◆ WORK REQUEST:
Some lines below hold "coat". Pick them out and copy them.

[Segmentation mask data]

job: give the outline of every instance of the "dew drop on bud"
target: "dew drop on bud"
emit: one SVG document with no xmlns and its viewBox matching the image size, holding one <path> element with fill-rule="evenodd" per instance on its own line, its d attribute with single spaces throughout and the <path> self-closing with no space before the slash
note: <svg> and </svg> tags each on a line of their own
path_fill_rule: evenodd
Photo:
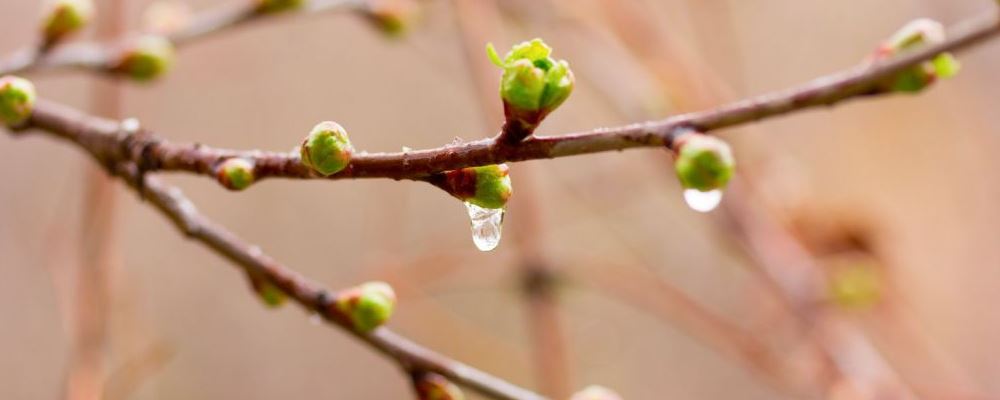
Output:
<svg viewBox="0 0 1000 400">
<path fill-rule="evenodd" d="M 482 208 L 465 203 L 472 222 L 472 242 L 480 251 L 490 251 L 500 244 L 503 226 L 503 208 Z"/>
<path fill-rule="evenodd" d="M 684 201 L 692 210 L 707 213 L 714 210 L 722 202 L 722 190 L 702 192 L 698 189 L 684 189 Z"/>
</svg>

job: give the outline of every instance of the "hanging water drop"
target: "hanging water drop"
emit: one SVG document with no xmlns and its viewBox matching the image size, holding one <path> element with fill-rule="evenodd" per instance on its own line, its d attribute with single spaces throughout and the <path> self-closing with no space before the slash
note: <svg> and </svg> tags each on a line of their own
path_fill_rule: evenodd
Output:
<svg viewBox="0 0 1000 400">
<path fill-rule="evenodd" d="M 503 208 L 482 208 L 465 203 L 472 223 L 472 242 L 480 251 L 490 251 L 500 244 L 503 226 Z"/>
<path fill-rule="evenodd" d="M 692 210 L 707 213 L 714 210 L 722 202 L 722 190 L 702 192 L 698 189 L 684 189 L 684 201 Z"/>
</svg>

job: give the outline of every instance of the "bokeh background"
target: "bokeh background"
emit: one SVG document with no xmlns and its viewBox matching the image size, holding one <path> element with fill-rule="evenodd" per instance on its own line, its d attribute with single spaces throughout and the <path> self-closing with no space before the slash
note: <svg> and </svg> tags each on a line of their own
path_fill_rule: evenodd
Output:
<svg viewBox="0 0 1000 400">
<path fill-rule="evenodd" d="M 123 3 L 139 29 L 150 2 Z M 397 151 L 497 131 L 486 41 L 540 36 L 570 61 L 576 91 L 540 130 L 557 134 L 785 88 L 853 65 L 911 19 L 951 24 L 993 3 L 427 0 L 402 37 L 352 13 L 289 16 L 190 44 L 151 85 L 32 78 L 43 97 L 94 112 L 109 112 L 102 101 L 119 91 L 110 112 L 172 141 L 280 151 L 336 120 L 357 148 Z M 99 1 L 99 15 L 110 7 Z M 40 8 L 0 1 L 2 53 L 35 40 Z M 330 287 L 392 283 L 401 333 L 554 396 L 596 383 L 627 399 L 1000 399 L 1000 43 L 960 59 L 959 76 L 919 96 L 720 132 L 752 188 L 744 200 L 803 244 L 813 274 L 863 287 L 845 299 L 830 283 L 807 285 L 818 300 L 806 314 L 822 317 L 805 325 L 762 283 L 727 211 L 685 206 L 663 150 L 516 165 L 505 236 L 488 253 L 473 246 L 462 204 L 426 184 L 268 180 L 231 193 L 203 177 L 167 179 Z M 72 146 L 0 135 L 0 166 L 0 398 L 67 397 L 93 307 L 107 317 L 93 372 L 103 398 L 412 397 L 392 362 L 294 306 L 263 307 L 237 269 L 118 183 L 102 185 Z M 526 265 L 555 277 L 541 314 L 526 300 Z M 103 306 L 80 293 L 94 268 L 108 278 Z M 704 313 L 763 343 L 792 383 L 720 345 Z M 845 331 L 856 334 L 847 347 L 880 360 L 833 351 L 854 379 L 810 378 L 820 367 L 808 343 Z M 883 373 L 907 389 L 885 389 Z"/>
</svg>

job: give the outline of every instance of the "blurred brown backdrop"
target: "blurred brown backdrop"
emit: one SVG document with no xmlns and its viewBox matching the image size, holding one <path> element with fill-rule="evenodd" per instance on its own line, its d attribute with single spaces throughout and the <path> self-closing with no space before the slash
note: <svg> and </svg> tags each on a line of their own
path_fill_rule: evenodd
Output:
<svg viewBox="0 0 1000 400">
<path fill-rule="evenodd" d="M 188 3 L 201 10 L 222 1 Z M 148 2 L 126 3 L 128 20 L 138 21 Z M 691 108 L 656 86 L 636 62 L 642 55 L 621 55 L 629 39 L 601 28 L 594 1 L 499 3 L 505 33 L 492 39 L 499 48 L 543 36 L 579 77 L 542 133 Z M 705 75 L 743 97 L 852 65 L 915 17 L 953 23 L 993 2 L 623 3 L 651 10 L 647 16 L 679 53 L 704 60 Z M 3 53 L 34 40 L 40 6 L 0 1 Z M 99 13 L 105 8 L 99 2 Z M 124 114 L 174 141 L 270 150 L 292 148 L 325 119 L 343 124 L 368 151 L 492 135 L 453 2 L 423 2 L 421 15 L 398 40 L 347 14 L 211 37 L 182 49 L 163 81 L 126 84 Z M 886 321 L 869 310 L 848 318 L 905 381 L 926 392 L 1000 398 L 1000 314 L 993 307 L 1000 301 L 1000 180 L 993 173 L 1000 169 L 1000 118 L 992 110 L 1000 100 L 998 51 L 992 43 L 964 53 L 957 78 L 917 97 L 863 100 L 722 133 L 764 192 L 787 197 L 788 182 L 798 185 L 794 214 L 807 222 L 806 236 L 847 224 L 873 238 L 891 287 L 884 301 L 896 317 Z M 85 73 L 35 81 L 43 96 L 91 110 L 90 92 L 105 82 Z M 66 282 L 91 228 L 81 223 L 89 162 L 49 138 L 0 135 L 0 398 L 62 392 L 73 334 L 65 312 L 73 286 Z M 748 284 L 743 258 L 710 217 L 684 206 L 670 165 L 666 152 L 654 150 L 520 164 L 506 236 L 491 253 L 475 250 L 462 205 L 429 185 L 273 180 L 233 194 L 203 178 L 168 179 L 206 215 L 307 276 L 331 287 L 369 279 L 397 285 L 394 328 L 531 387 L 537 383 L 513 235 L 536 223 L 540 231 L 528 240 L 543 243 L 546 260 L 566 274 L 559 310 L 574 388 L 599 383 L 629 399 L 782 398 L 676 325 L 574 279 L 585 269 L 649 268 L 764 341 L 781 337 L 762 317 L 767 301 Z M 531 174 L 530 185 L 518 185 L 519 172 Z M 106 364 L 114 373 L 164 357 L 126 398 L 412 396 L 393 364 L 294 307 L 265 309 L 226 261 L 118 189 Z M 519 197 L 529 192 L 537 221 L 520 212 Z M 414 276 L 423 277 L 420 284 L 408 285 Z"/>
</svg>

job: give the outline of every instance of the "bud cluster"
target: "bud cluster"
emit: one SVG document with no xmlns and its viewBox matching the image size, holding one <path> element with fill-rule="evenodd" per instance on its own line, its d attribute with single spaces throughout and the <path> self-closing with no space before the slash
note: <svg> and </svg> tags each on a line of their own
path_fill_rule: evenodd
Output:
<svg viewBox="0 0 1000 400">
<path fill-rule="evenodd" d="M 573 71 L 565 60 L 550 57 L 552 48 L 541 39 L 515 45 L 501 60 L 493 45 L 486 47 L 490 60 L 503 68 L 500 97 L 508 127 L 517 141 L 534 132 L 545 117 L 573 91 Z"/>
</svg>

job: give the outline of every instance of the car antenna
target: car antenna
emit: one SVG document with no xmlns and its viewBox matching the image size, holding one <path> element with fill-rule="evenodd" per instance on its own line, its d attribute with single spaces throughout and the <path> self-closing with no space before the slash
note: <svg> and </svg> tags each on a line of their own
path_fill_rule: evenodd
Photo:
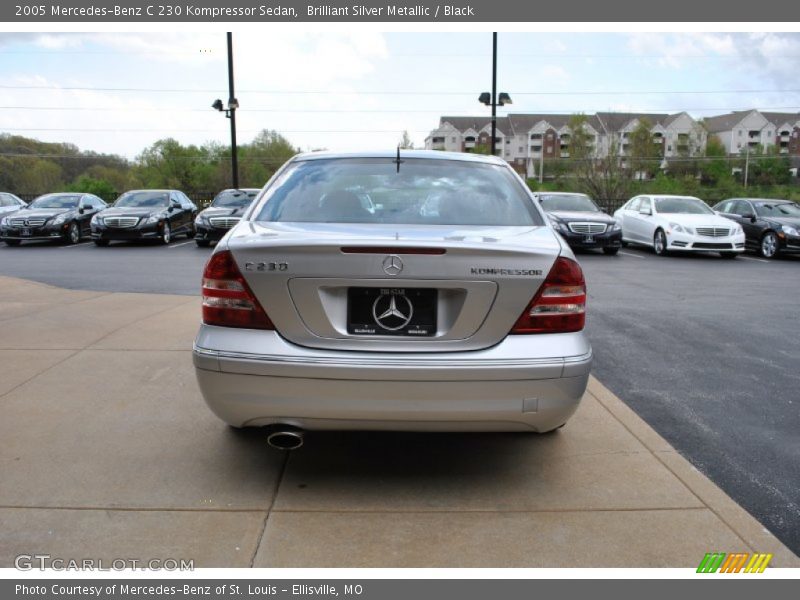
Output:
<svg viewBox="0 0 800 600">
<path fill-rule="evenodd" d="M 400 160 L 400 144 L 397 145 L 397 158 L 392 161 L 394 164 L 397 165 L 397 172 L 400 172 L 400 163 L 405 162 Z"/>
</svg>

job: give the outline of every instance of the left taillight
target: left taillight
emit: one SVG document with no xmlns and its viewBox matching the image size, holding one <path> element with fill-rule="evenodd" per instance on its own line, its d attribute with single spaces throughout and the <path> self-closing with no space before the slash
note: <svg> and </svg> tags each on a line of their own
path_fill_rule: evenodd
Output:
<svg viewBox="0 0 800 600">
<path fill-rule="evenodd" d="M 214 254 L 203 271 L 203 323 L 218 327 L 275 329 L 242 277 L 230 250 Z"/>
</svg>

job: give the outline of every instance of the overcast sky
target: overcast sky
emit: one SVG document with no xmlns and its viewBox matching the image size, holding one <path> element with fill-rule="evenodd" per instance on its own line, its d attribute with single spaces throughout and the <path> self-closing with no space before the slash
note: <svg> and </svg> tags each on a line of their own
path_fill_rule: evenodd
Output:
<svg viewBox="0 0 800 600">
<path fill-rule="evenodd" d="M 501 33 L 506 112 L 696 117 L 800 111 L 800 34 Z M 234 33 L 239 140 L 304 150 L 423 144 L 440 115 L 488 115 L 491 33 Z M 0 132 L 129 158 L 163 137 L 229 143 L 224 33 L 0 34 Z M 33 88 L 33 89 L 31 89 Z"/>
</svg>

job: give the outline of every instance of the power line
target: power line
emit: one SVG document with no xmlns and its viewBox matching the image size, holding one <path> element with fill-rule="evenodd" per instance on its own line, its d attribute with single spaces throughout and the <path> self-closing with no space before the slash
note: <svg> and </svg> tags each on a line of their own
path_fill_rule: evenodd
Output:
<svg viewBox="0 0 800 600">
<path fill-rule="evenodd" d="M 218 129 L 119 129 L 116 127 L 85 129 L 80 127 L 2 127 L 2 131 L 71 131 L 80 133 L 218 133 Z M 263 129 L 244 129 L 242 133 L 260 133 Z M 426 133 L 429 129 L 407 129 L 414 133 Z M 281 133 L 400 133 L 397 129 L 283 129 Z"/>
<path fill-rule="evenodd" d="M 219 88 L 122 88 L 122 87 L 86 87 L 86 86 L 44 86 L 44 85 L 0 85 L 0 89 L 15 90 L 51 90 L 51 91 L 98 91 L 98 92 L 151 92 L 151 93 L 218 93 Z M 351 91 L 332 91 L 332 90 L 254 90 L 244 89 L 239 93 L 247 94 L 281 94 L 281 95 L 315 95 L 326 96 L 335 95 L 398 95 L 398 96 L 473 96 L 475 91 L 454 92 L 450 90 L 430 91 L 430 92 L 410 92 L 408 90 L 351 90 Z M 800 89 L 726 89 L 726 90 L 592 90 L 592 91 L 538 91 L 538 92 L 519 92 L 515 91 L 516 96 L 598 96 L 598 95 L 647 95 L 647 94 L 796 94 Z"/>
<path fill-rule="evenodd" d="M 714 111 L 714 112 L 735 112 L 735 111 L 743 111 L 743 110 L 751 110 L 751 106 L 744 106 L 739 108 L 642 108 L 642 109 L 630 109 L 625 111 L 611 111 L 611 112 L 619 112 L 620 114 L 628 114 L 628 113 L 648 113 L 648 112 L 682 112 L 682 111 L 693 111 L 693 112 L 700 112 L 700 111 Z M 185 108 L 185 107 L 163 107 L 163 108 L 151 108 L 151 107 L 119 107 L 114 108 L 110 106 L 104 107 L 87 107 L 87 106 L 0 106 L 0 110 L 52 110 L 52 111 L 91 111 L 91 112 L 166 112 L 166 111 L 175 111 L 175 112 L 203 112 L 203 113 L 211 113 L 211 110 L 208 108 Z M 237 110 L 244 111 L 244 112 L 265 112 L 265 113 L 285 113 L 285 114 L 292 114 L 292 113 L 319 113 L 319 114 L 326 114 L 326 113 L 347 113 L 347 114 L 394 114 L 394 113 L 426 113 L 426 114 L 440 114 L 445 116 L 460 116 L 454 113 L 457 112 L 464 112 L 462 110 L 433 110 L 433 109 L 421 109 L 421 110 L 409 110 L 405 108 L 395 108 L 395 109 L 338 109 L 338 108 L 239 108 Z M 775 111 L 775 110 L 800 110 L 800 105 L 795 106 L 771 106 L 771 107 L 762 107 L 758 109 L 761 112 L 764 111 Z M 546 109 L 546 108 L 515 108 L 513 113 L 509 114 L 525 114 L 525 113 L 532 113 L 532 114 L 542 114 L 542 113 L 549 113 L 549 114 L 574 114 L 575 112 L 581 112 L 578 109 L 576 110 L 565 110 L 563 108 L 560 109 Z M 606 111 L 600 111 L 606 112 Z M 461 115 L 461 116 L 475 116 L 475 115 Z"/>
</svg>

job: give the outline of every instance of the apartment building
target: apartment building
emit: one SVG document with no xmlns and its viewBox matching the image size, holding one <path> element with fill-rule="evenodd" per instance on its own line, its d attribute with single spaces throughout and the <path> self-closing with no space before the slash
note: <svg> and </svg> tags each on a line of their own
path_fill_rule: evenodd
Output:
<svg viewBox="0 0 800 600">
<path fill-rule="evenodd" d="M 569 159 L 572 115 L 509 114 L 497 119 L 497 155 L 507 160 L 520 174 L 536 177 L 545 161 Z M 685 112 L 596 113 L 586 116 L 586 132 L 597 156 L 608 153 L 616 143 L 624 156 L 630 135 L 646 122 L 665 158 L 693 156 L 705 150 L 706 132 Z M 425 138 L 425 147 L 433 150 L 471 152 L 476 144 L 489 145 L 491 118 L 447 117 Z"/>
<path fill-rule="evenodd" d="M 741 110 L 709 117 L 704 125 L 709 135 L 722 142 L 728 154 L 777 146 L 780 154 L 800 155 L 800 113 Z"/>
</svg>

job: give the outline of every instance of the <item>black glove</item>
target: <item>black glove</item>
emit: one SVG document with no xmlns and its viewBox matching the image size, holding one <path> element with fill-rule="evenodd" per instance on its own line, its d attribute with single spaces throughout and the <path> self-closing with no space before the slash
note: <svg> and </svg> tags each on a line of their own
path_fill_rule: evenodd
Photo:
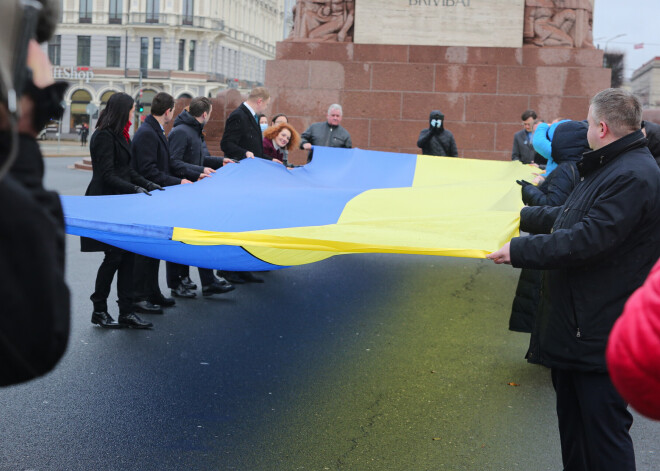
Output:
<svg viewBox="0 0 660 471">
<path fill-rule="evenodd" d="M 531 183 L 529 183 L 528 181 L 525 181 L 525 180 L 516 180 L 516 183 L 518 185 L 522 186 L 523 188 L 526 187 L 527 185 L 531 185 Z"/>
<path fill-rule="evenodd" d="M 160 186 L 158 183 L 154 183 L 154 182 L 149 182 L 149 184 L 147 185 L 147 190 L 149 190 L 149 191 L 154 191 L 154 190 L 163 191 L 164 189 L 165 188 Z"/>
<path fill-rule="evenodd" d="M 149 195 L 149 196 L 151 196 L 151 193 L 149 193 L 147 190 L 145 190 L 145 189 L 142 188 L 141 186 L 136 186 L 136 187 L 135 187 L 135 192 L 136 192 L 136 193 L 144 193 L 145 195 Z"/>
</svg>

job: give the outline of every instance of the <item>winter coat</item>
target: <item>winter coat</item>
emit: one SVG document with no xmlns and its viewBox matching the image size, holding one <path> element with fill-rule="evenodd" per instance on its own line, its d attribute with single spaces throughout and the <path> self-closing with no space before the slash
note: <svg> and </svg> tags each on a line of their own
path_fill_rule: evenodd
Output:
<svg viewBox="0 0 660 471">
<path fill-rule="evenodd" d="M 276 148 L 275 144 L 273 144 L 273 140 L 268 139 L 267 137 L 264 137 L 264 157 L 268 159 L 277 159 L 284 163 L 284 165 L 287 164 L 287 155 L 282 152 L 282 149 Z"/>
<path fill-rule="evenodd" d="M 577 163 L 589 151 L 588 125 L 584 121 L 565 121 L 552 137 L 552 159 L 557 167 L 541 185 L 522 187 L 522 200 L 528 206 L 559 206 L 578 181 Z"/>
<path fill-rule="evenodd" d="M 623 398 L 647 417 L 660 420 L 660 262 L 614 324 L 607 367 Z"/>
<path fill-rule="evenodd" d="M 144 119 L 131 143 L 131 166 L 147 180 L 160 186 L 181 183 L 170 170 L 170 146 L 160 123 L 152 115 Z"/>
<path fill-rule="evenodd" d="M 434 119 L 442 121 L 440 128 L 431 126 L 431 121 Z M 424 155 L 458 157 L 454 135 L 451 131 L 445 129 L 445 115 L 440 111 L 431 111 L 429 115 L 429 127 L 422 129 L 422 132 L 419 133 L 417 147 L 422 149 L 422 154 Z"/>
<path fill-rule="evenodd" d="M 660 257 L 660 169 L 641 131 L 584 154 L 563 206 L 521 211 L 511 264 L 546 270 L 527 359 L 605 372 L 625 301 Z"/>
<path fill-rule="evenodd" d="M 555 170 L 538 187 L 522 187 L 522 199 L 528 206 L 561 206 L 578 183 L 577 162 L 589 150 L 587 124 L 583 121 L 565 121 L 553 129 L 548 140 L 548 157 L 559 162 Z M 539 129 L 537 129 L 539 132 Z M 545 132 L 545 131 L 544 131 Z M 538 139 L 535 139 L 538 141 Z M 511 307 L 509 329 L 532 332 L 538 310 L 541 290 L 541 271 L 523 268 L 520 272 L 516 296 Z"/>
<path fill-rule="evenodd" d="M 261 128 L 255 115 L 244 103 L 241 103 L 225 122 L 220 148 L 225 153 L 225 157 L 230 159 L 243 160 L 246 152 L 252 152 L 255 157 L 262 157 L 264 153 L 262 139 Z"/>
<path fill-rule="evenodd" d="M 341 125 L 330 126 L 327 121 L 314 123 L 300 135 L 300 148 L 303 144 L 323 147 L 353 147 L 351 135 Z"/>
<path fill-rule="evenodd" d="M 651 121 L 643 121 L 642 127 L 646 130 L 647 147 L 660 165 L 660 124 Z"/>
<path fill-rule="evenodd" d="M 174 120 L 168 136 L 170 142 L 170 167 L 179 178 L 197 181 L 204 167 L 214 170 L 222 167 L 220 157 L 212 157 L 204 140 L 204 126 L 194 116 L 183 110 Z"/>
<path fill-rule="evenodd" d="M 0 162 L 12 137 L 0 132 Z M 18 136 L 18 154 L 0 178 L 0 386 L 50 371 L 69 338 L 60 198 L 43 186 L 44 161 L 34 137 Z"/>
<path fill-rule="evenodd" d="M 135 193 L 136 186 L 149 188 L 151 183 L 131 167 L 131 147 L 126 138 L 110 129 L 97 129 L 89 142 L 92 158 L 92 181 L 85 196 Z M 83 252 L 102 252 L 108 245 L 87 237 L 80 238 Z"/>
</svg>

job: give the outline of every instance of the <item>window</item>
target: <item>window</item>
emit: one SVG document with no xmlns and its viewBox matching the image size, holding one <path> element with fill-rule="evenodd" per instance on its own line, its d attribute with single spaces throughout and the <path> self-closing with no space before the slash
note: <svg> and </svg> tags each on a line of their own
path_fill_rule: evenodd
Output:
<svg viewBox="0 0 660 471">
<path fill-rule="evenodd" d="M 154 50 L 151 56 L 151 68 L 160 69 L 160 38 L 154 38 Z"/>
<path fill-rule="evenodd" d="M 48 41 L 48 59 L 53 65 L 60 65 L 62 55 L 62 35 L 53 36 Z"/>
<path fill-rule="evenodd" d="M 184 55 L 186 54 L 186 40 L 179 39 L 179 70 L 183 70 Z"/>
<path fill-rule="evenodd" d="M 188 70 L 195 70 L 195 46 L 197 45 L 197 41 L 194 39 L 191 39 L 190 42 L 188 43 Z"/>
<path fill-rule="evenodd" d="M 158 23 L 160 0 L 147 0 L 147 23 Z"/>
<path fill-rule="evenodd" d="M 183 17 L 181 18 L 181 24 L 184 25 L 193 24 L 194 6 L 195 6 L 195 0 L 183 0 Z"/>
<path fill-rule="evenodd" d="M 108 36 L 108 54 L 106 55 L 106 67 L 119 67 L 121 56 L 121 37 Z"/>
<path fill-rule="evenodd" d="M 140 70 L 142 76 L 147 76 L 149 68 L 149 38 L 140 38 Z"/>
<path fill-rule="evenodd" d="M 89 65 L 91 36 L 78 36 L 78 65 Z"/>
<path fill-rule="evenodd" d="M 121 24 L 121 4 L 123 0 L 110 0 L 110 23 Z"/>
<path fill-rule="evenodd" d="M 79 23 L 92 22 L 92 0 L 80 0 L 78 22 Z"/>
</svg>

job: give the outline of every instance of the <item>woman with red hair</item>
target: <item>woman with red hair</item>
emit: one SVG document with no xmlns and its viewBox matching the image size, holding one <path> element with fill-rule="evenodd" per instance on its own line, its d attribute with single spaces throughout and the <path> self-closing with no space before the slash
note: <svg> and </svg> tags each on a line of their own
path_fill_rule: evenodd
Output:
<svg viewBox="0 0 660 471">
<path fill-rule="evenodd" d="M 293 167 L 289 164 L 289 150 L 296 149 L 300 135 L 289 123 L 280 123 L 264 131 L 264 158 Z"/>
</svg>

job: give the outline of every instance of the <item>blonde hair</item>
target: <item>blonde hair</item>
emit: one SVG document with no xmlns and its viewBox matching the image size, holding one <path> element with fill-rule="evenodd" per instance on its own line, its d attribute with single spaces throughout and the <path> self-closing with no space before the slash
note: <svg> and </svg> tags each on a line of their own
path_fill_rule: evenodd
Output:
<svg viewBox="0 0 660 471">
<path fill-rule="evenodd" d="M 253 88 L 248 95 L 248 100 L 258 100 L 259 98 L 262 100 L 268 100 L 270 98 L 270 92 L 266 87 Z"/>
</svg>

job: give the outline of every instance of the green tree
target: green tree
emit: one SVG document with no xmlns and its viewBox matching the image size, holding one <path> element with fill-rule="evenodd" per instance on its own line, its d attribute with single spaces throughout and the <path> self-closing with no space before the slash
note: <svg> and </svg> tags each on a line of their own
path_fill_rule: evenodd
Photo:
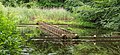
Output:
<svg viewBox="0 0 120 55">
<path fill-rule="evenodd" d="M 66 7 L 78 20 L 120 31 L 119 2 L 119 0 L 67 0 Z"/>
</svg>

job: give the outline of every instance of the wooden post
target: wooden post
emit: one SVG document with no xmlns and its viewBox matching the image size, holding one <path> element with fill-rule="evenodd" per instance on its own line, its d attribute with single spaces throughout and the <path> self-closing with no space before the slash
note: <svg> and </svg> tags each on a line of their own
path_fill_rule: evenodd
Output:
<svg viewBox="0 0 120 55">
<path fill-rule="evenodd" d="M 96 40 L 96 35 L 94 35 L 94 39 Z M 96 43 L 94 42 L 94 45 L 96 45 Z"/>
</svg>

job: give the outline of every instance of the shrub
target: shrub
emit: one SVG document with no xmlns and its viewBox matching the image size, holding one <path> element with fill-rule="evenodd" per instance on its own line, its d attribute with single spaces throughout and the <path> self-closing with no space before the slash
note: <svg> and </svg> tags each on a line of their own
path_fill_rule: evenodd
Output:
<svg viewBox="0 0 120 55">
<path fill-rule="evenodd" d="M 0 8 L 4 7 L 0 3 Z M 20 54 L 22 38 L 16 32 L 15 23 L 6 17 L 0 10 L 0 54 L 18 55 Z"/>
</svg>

◆ ANSWER SECTION:
job: give the outline of every instance of the <item>winter coat</item>
target: <item>winter coat</item>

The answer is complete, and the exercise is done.